- Текст для чтения -
<<<<

За столом я спросил продюсера, есть ли у него деньги. Он ответил, что нет. А я сказал: «Тогда я с вами не разговариваю».
В конце лета 1969 года, вернувшись с Анной Мичэм и Джиджи из мрачной поездки в Токио, я вновь поселился в своем доме в Ки-Уэсте. Но ничего из этого периода не помню, абсолютно ничего – начался коллапс.
Затеялось строительство большой новой кухни, обошедшейся в две цены всего дома в 1949 году. Строительство не только встало нам в копеечку, но и просто не двигалось, стоя на месте четыре месяца. Если бы так долго могло стоять у мужчин… но это не снилось даже Казанове.
Плиту перенесли в патио, поэтому свой утренний кофе я приготовить мог. И однажды рано утром, через два дня после возвращения в Ки-Уэст, я в кофейнике приготовил слишком много кофе. Я в это время часто падал – не забывайте – и, сняв кофейник с плиты, грохнулся на плитки патио, ошпарив кипящим кофе голое плечо.
Я был настолько не в себе, что не почувствовал боли, и, как обычно, сел за утреннюю работу.
С этого момента начинается туман. Помню, что ходил к врачу, который перевязал красное, как вареный рак, плечо, помню, что в Ки-Уэсте был Дейкин. Еще помню, что мы были в аэропорту Ки-Уэста, к моему столику подошла бедняжка Эди Кидд, и я сказал ей: «Я люблю твою живопись, Эди, но других интересов к тебе не испытываю».
А потом я был в Клейтоне, в доме на Уайдаун-бульваре, в старом испанском оштукатуренном жилище; было утро, и я твердо решил не ложиться больницу.
– Мама, ты когда-нибудь слышала о братской зависти?
– Думаю, что да, – ледяным тоном ответила миссис Эдвина.
Немного позже я заявил, что соглашусь лечь в больницу, если за мной пришлют «скорую помощь». Дейкин отговорил меня. Он усадил меня в свою машину и отвез в больницу Барнакля. Там меня сначала уложили в Отделение Королевы [81]81
Игра слов: Queen – королева, на сленге – проститутка мужского пола.
[Закрыть]– я не придумал это название, так оно и было. Это довольно роскошное отделение для больных «средней тяжести». Заботу обо мне взяли на себя три невропатолога и один интерн.
Все, что я помню о первом дне пребывания в Отделении Королевы – это как я лежал на кровати и смотрел телевизор. Все программы казались мне направленными лично против меня с хорошо замаскированной враждебностью, даже мыльная опера Ширли Бут поразила угрозами непосредственно мне.

>>>>

- Что требуется -
Как дословно звучит отрывок текста для чтения, который начинается со слов «Плиту перенесли в» и заканчивается словами «кофе голое плечо.»? Выпишите его.

- Исходные записи -
<<<<

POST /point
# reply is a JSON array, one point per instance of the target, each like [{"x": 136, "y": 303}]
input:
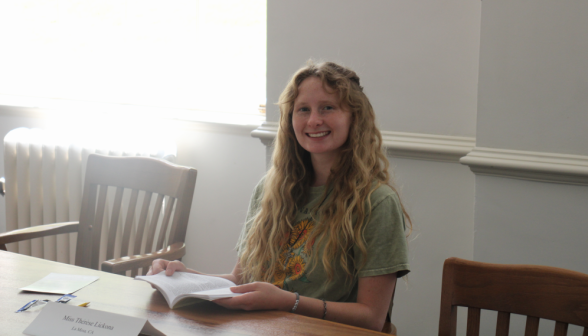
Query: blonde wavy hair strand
[{"x": 361, "y": 162}]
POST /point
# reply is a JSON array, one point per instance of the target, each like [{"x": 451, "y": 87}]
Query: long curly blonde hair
[{"x": 361, "y": 163}]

>>>>

- Решение задания -
Плиту перенесли в патио, поэтому свой утренний кофе я приготовить мог. И однажды рано утром, через два дня после возвращения в Ки-Уэст, я в кофейнике приготовил слишком много кофе. Я в это время часто падал – не забывайте – и, сняв кофейник с плиты, грохнулся на плитки патио, ошпарив кипящим кофе голое плечо.